BEGIN Data for processing

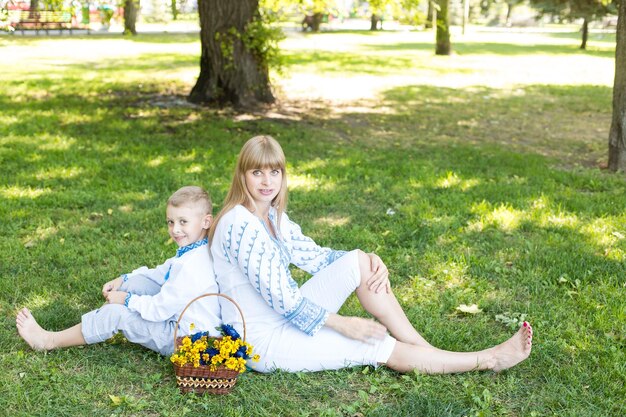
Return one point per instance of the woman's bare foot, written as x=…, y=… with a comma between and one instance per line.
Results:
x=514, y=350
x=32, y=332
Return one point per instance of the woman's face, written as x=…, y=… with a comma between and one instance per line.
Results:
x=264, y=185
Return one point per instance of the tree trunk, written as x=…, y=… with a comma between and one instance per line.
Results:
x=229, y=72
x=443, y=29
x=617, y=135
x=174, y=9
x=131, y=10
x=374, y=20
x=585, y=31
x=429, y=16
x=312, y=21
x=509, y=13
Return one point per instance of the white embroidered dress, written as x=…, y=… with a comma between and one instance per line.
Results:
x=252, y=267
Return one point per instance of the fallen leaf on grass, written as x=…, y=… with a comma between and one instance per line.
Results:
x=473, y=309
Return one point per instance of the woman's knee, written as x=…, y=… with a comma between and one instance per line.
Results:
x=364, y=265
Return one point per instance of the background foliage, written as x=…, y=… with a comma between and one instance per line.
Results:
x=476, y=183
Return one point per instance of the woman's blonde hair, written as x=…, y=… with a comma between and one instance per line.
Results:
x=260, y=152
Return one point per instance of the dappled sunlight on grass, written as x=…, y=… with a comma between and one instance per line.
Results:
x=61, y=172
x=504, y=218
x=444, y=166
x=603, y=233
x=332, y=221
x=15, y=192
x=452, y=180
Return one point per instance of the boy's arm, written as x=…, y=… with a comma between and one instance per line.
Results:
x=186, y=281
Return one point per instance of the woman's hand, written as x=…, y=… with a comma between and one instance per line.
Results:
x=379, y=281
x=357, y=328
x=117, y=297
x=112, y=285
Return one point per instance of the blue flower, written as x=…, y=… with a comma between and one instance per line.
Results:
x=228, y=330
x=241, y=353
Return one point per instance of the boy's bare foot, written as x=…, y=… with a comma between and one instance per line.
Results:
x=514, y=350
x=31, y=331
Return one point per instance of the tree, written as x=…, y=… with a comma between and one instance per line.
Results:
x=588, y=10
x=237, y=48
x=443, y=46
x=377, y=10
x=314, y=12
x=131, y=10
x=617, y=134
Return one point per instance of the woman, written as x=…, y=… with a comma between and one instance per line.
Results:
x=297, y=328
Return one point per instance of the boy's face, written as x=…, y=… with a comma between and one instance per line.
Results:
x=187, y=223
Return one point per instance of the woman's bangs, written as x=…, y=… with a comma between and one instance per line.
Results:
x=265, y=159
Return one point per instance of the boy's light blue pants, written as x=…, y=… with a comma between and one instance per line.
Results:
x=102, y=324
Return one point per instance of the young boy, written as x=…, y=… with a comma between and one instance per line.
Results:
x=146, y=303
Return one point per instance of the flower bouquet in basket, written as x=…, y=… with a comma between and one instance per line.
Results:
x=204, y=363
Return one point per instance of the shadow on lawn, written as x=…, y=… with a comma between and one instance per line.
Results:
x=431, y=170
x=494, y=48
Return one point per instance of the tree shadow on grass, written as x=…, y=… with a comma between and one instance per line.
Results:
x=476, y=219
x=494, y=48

END Data for processing
BEGIN Data for processing

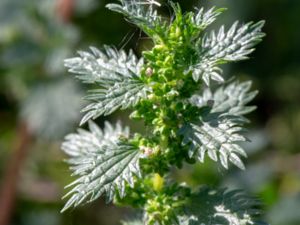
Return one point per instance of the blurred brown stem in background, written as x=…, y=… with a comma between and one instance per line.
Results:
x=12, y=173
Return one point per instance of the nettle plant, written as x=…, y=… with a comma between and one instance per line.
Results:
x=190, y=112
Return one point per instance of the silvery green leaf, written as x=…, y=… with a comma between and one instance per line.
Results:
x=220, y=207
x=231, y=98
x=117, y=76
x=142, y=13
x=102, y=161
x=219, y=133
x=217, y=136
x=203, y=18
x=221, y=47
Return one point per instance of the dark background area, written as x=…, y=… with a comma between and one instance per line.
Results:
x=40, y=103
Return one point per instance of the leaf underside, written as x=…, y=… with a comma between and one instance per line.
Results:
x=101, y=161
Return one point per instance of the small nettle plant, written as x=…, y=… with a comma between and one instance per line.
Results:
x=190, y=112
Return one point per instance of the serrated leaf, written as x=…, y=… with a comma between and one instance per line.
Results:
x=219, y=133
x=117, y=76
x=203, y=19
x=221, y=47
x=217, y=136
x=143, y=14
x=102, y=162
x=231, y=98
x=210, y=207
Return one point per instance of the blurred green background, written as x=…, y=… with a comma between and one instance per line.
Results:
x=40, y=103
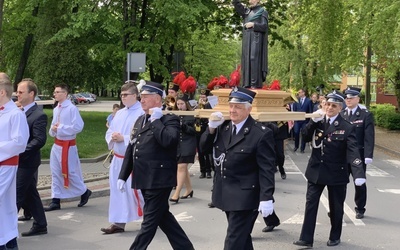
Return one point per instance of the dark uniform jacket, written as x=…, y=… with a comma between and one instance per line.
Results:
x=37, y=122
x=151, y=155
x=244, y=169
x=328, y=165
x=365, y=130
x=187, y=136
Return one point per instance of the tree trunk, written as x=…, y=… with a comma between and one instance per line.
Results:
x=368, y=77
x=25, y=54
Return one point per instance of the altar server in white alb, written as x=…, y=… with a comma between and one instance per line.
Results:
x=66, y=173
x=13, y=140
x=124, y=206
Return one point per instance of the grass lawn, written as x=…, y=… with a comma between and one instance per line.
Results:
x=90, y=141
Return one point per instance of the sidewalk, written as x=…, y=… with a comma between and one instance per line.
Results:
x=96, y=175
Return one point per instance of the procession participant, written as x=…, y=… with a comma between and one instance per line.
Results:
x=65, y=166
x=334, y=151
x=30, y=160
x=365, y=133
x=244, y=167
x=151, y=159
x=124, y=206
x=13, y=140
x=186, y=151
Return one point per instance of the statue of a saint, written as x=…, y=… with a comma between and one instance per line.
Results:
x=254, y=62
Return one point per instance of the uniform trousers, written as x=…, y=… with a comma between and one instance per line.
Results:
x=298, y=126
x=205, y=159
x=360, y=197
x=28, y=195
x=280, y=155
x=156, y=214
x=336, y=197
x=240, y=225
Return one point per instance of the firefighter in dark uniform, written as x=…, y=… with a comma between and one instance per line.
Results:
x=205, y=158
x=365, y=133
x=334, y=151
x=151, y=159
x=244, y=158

END Data for processing
BEGIN Data for processing

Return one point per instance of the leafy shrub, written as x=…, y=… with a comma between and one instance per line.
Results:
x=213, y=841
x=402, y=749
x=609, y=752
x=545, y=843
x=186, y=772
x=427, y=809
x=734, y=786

END Data for processing

Assignment –
Respond with a number only, please: how many lines in this data include the word "tree".

Written reply –
4